▸ **What you should do**: Reproduce every line of the material below word for word.

Region labeling records
◇ ◇ ◇ ◇ ◇
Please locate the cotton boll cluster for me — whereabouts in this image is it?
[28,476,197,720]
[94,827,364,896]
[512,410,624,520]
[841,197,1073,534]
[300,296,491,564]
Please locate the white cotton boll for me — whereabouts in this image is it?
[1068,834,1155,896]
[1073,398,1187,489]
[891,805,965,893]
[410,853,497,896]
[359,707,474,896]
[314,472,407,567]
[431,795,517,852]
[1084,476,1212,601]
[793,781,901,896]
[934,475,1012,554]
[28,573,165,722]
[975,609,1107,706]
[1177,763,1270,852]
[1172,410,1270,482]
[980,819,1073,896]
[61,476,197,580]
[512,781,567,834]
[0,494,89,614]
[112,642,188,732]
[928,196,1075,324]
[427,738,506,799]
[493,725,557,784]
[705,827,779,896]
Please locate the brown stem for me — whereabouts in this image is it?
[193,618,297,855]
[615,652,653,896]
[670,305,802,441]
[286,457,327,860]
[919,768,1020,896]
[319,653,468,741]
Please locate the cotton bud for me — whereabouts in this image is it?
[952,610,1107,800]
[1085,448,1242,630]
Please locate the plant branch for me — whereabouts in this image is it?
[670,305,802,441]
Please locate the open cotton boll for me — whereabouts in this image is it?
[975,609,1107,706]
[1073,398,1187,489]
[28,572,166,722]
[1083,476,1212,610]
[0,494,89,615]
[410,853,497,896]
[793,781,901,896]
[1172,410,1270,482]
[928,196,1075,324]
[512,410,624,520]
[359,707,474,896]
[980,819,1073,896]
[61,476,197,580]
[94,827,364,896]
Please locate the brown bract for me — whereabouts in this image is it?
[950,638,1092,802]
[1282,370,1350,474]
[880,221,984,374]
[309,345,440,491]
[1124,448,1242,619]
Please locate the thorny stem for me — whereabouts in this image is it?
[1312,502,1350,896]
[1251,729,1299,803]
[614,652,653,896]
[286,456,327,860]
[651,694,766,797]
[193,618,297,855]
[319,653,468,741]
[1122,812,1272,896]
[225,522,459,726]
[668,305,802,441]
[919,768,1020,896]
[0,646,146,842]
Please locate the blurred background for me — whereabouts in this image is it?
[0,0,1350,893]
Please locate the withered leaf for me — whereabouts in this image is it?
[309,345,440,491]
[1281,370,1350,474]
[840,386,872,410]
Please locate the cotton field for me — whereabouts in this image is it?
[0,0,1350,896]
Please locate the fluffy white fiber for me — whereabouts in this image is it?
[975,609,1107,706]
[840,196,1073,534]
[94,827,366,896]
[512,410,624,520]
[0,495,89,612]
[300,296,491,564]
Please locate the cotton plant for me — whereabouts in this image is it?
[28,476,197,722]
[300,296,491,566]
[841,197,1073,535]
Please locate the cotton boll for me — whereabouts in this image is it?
◇ ◇ ◇ ◇ ◇
▸ **Result below**:
Please locate the cotton boll cluster for me — whereabouts in this image is it?
[28,476,197,720]
[94,827,364,896]
[512,410,624,520]
[841,197,1073,534]
[300,296,491,564]
Please locate the white cotton boll for me — whereabouts in this image is it?
[1068,834,1155,896]
[1073,398,1187,489]
[891,805,965,893]
[410,853,497,896]
[359,707,474,896]
[314,472,407,567]
[431,795,517,852]
[1084,476,1212,601]
[793,781,901,896]
[934,475,1012,554]
[28,573,165,722]
[975,609,1107,706]
[1177,763,1270,852]
[1172,410,1270,482]
[980,819,1073,896]
[61,476,197,580]
[512,781,567,834]
[0,494,89,614]
[112,642,188,732]
[928,196,1075,324]
[427,738,506,799]
[493,725,557,784]
[705,827,779,896]
Please locate the brown stem for me — whereabouts in this image is it?
[193,618,297,855]
[615,652,653,896]
[670,305,802,441]
[286,457,327,860]
[919,768,1020,896]
[319,653,468,741]
Please locate the cotton bud for me — whereabouts in this image is it?
[952,610,1107,800]
[1085,448,1242,630]
Please locate the plant branch for me — whereabouts in this image is it?
[670,305,802,441]
Please locate the open cotton boll for me — whereabouts in this image is it?
[975,609,1107,706]
[1073,398,1187,489]
[28,572,166,722]
[1083,476,1212,610]
[0,494,89,615]
[410,853,497,896]
[793,781,901,896]
[1172,410,1270,482]
[928,196,1075,324]
[512,410,624,520]
[359,707,474,896]
[980,819,1073,896]
[61,476,197,580]
[94,827,364,896]
Please locate the brown bract for me — whereabouts in this image is it?
[950,638,1092,802]
[1282,370,1350,474]
[880,221,984,374]
[309,345,440,491]
[1124,448,1242,619]
Please locate the thorny stem for me — whereabouts in this image is it?
[1312,502,1350,896]
[1251,729,1299,803]
[614,652,653,896]
[286,456,327,860]
[651,694,766,797]
[193,618,297,855]
[319,653,468,741]
[1122,812,1272,896]
[225,522,459,726]
[668,305,802,441]
[919,768,1020,896]
[0,646,146,842]
Please locate the blurred background for me — whereabouts in this image is it?
[0,0,1350,893]
Please locate the withered leaf for me — whereabouts in this image is it?
[309,345,440,491]
[1281,370,1350,474]
[840,386,872,410]
Please locate the cotton field for me — whereabouts in this image is it?
[0,0,1350,896]
Please locate the fluffy white fiber for me — whereabouts in this image is it?
[975,609,1107,706]
[840,196,1073,534]
[94,827,366,896]
[512,410,624,520]
[0,495,89,612]
[300,296,491,564]
Please locate the cotton plant for me — whereabouts in this image is it?
[28,476,197,722]
[300,296,491,566]
[841,197,1073,535]
Please locate the cotton boll for me — whereabouts in this image is it?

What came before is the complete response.